Problem statement: Output every record word for word.

The input:
________________________________________

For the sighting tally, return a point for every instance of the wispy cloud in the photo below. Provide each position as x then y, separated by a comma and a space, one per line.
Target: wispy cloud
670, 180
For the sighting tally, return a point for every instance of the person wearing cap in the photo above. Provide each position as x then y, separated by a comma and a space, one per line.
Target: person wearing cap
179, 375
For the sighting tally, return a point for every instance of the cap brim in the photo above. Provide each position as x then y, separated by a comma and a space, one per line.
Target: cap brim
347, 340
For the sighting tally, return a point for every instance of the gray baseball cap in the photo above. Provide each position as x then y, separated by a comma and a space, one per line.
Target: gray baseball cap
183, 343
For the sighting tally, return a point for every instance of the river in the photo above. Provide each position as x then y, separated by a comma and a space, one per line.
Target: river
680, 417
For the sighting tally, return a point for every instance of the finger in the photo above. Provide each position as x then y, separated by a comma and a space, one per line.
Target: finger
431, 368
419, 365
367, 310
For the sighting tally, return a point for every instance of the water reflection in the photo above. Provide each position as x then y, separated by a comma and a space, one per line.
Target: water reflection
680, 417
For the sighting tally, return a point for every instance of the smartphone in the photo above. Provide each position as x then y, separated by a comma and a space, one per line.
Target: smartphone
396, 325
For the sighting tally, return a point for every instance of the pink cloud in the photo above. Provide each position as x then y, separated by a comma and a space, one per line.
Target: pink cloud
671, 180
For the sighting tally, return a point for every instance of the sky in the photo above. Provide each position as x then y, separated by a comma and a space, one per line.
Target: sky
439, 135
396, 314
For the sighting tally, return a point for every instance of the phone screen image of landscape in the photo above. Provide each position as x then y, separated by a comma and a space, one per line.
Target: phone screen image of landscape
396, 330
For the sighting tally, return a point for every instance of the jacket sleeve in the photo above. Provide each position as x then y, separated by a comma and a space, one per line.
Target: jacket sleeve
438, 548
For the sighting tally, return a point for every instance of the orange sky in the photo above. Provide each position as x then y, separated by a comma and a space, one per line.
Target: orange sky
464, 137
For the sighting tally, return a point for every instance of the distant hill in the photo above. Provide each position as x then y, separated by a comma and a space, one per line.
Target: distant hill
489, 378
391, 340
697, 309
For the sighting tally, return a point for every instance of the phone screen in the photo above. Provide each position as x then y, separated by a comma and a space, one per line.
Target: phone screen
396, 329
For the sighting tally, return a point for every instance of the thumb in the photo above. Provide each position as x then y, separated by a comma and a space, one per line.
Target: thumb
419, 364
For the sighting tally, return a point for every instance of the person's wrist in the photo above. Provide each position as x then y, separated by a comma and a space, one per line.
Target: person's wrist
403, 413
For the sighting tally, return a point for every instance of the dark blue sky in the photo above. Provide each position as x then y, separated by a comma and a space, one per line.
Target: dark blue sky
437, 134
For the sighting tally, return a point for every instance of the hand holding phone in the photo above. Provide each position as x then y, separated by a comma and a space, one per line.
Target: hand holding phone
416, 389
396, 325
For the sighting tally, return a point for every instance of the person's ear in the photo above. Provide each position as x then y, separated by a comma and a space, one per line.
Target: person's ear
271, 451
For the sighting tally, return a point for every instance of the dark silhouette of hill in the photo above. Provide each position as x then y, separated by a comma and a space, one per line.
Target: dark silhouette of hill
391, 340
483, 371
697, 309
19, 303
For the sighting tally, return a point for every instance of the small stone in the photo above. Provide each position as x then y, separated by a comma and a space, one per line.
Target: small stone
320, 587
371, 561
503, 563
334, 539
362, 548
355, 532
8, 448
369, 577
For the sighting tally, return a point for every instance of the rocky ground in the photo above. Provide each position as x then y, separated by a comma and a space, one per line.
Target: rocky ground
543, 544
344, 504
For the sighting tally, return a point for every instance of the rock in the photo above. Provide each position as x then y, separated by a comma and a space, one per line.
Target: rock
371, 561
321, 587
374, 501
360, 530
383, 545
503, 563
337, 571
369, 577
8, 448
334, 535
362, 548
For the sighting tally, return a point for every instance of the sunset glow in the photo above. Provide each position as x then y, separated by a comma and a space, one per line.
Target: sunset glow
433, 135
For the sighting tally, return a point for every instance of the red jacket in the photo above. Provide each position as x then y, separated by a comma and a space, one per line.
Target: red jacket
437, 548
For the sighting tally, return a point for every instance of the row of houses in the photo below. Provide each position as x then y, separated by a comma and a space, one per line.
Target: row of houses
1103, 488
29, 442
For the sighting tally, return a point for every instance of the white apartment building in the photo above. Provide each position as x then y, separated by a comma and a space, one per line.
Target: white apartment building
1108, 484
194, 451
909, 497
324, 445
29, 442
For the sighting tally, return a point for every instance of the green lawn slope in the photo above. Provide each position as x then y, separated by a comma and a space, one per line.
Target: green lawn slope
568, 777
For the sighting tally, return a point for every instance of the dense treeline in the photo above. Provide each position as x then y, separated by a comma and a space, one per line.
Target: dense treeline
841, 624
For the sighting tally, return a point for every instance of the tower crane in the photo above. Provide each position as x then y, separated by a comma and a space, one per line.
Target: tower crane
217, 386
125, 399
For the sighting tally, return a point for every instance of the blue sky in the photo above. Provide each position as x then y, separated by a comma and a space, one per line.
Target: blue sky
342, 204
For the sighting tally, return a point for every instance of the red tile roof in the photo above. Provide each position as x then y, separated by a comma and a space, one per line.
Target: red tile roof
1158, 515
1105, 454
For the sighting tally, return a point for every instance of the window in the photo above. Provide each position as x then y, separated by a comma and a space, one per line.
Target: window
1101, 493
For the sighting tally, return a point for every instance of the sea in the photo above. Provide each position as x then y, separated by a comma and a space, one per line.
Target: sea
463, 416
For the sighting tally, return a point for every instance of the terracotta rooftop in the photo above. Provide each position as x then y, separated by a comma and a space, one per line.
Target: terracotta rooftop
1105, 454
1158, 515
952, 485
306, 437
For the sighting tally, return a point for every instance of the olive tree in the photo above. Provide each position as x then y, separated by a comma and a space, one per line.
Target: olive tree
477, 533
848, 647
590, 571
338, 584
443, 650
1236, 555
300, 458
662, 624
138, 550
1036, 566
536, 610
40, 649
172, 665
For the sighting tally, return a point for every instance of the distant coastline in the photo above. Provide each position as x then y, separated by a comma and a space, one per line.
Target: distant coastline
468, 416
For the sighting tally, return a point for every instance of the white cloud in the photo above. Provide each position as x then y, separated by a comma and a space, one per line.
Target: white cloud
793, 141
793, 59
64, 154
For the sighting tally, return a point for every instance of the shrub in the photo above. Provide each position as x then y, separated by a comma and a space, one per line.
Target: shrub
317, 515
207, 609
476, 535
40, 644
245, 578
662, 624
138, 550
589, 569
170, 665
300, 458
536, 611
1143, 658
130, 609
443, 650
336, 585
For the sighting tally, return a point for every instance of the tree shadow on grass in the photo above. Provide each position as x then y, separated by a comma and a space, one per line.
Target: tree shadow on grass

________________________________________

Exercise solution:
For the sighting tally, return a point for every instance of the wispy cloud in the photo below. Provide each position as x then y, separated by a comma and a space, one per line.
Target: wispy cloud
670, 180
For the sighting tally, return a point for every instance of the person wearing cap in the photo above. Provide each position as x then y, separated by a comma and a space, one per line.
Target: person wearing cap
179, 375
For the sighting tally, return a point for every instance of the cap brim in the photo above. Provide each position as x then y, separated by a comma and a space, one per line.
Target: cap brim
347, 340
For the sighting tally, return a point for every instance of the gray baseball cap in the photo above. Provide each position as x then y, separated by a comma and a space, one per line.
Target: gray baseball cap
183, 343
For the sighting tally, return a point for every instance of the river in the photo above. Provide each position as x then y, separated by a comma and a space, one per line.
Target: river
680, 417
For the sighting tally, return a point for every instance of the finger in the photo above. Provide each position as x then y, separated by a comma and a space, one per line.
Target: finger
431, 368
419, 365
367, 310
For the sighting tally, return a point for every instance of the water reflection in the photo above. Provide each position as x then y, separated by a comma and a space, one per line.
Target: water reflection
680, 417
For the sighting tally, return a point for every instance of the smartphone in the photo above. Provide each position as x then y, separated by a comma and a space, one per line.
Target: smartphone
396, 325
For the sighting tally, return a point for every instance of the pink cloud in the photo above. Provide each position as x then y, separated by a comma and a space, one per line.
Target: pink cloud
671, 180
For the sighting tally, return a point for every instance of the sky in the photo above. Provide each position as x then y, separated by a comma and a space, one per line.
Target: sky
439, 135
396, 314
For the sighting tally, return a point for every instance of the phone screen image of landscape in the photo above. Provide each position as x then y, separated by a comma and a space, one per line.
Target: phone screen image of landscape
396, 330
For the sighting tally, return a point for every instance of the jacket sleeve in the photo above. Provide each position as x then y, separated by a comma and a space, one per line.
Target: jacket sleeve
438, 548
For the sighting tally, return a point for every instance of the orange sky in the photo above. Provide each position as x then y, separated by a comma and a space, one per line.
Target: orange sky
464, 137
For the sighting tally, return a point for every instance of the distant hill in the photo above. Provide each position as x then y, separated by a comma and a space, one per line.
Target: distant hill
489, 378
391, 340
697, 309
For the sighting tally, return a point for every instance of the phone screen in the photo above. Provide each position as x then y, separated by a comma and a space, one per line.
Target: phone screen
396, 329
For the sighting tally, return a point for every instance of the thumb in the photo above. Provide each position as x then y, separated by a comma and a space, one per line.
Target: thumb
419, 364
For the sighting tally, return a point for every instance of the person's wrist in the photo above. Provide each position as x then y, separated by a comma and a space, one per line.
Target: person's wrist
403, 413
For the sighting tally, return a point for every instance of the dark blue sky in the photo above. Provide each position as x then y, separated by a comma and a space, one per line.
Target: dark blue sky
437, 134
For the sighting tally, return a point for every instance of the hand holding phone in the photo above. Provide each position as x then y, separated by a comma and a space, one per line.
Target: hand holding phone
416, 389
396, 325
For the sighting tally, return a point for every instance of the person's ear in the photo above. Provide each position as x then y, separated by a comma and a space, one per line.
Target: person's ear
271, 451
For the sighting tally, return a point for every instance of the dark silhouette of hill in the photo above. Provide each position as x then y, separated by a comma and a space, one per line.
Target: dark silhouette of hill
391, 340
483, 371
697, 309
19, 303
For the sighting tally, return a point for every instance of the small stone in the photo above. Provide each position as x then y, separated by a comma and a space, one per line.
Target: small stone
320, 587
371, 561
503, 563
334, 539
362, 548
355, 532
8, 448
369, 577
For the sighting tally, return a point for every instance of the rocky ground in the photo above. Provide each position as x then y, separated by a comma and a space, one per line.
Target: rocky ground
543, 544
344, 504
For the sighting tally, return a point for every instance of the rock in the photo above. Provide each position as x then y, separated by a comma and a space, one per line.
Target: rock
371, 561
321, 587
374, 501
360, 530
383, 545
503, 563
337, 571
369, 577
8, 448
334, 535
362, 548
For the sighting tally, return a point for every instance of the sunset glow in the photo above. Provide each position as x then y, separated by a comma and a space, one per line.
Target: sunset glow
433, 135
For the sighting tally, return a point for every instance of the red jacket in the photo above. Provide each position as x then y, separated by a comma and a space, one per line.
Target: red jacket
437, 548
For the sighting tally, return a point for every instance of the row of houses in the photo below. Provide each position as x then y, separated by a comma and a space, one per line.
Target: row of houses
1103, 488
29, 442
For the sighting tally, return a point for every instance of the white apartment building in the photo above. Provide each position as x then y, separated by a comma and a space, one per line.
Target: white apartment building
1108, 484
194, 451
909, 497
324, 445
29, 442
For the sighting tally, return a point for every instance of the green lawn slope in the photo above. Provide each position as x then y, separated by a comma and a space, one per line.
Target: green lawn slope
568, 777
For the sighting tally, return a point for every instance of the dense treeline in the photo above. Provide each position as x then y, separated by a comma and a space, one per line.
Target: dense treeline
841, 624
For the sighting tally, return a point for every instance of the tower crane in the photo above. Provide each position as x then y, separated by a comma and a space, one per line.
Target: tower crane
217, 386
125, 399
For the sighting tally, return a point for every instance of the blue sky in the photo above. Provide each position as x then y, separated by a comma and a space, one per line.
Target: blue sky
342, 204
For the sighting tally, return a point for every instance of the red tile roof in the photo above. Provide each position as x then y, separated by a comma and a space, one per line.
Target: red tile roof
1158, 515
1105, 454
For the sighting tally, return a point for every instance of the window in the photo above. Provide each position as x then y, separated by a comma and a space, one per line.
Target: window
1101, 493
For the sighting tally, return a point for every instance of the sea in the photo above. Provide each position as x then y, separated by a comma and a space, one per line.
Target: sea
463, 416
For the sighting tally, return a point for every instance of the terracotta rooftop in the photo above. Provide each position as x then y, separated by a comma and a space, one per line.
Target: terracotta rooftop
1105, 454
1158, 515
952, 485
306, 437
For the sighting tally, return a point for every instance of the olive tree in the photo above. Provide each position as x then y, separated by a comma and a space, one per line.
Target: olive tree
477, 533
848, 647
590, 571
338, 584
443, 650
1236, 555
300, 458
662, 624
138, 550
1036, 566
536, 610
40, 649
172, 665
For the sighting tally, return a point for every instance of the distant coastline in the photo above. Provide each position as x then y, separated by a comma and a space, one per line.
Target: distant coastline
468, 416
For the sighting tally, return a point for every instance of the white cloud in the photo above. Provide each position as x then y, separated by a comma and a space, one per line.
Target: white cloud
793, 141
793, 59
64, 154
For the sighting tally, return a point for every instance of the shrub in the photo above. Provide each position as x then y, separated by a comma and a space, one per line.
Target: shrub
317, 515
207, 609
476, 535
40, 644
245, 578
662, 624
138, 550
589, 569
170, 665
300, 458
536, 611
1143, 658
130, 609
443, 650
336, 585
For the sighting tally, return a point for every instance of the tree shadow on grass in the photo above. Provide each position as x then y, separated by a comma and a space, one per line.
Target: tree shadow on grass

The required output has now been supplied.